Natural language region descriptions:

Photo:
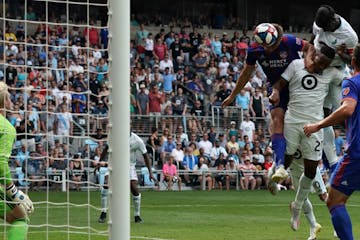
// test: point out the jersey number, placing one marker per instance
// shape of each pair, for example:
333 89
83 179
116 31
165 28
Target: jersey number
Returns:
309 82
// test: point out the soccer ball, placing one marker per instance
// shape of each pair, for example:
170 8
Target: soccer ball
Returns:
265 33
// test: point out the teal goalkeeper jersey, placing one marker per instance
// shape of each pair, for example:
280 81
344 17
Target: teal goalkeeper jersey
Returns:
7 138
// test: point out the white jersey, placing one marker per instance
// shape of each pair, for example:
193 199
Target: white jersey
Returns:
307 92
345 34
136 144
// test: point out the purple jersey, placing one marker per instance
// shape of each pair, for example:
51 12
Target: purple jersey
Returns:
274 64
351 89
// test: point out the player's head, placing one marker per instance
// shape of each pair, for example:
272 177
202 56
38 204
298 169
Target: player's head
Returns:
5 102
325 17
355 61
323 58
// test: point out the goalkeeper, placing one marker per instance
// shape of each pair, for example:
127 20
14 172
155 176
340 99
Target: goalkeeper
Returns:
15 204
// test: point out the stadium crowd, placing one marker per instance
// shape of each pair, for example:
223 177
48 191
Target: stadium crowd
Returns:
178 78
58 80
59 87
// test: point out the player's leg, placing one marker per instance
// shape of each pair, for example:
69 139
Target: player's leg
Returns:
136 196
104 200
332 101
19 226
17 217
339 215
277 137
343 182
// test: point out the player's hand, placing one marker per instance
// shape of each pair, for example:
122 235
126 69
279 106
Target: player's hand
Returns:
341 49
153 178
20 197
311 128
227 101
274 98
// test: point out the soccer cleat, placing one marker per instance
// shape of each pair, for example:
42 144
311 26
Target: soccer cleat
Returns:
313 231
138 219
102 217
271 170
323 197
295 217
279 175
272 187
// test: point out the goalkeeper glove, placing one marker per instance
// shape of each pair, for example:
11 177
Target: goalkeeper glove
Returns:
20 197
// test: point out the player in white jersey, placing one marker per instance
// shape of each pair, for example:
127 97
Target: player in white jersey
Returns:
296 169
137 145
307 93
334 31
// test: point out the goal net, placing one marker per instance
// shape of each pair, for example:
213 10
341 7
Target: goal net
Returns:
54 57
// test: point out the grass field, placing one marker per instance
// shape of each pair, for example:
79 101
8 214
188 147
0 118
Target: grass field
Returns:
197 215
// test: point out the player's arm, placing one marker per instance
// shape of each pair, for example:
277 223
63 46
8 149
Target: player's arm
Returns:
274 98
344 53
340 115
240 83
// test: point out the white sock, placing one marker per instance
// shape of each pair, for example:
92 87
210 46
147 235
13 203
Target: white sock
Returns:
104 199
303 191
329 145
309 214
318 183
137 203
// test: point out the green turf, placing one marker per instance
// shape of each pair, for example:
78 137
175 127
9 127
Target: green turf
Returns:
190 215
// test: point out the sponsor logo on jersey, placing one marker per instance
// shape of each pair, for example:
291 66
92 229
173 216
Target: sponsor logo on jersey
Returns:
283 54
346 91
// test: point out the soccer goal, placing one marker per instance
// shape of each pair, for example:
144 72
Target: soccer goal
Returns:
66 63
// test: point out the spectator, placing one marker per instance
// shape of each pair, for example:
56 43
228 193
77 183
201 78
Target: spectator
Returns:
232 173
169 80
170 173
247 127
166 63
79 101
248 171
178 154
216 151
189 162
63 125
179 104
220 164
206 145
243 101
166 148
232 144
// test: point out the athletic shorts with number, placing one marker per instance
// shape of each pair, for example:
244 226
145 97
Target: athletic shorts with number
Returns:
5 206
297 169
311 147
346 175
133 175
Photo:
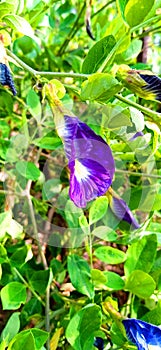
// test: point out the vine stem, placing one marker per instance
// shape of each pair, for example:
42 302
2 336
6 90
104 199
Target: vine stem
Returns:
28 286
145 110
151 176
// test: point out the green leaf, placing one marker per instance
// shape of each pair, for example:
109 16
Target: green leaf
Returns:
50 141
83 326
98 278
8 6
110 255
77 266
114 281
11 328
40 280
133 50
105 233
98 209
153 316
3 254
22 341
117 336
140 284
13 295
28 170
121 4
141 255
136 11
100 86
97 54
34 104
29 339
116 117
157 202
20 24
51 188
18 257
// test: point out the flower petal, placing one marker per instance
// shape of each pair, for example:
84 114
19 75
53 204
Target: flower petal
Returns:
91 181
144 335
122 211
99 343
6 78
91 162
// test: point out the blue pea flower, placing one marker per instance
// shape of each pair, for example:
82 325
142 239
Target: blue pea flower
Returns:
99 343
90 160
144 335
6 78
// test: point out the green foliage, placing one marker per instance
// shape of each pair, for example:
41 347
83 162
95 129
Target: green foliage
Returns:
81 328
62 266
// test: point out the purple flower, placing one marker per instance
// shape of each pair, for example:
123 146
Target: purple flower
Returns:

**TASK DIRECTIONS**
Scan the data above line by line. Please say how many lines hold the word "teal", and give only that number.

**FINISHED EXERCISE**
2